**TASK REQUIREMENTS:** Please switch "outline" to "boundary" throughout the items below and leave everything else as it is.

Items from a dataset
------------------------------------

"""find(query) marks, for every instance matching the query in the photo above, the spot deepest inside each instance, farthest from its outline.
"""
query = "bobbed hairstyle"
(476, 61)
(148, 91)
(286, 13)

------------------------------------

**RESPONSE TO THE TASK:**
"""find(query) marks, for every instance matching the query in the photo above, the spot deepest inside each instance, farthest from its boundary.
"""
query = "bobbed hairstyle"
(476, 61)
(148, 91)
(286, 13)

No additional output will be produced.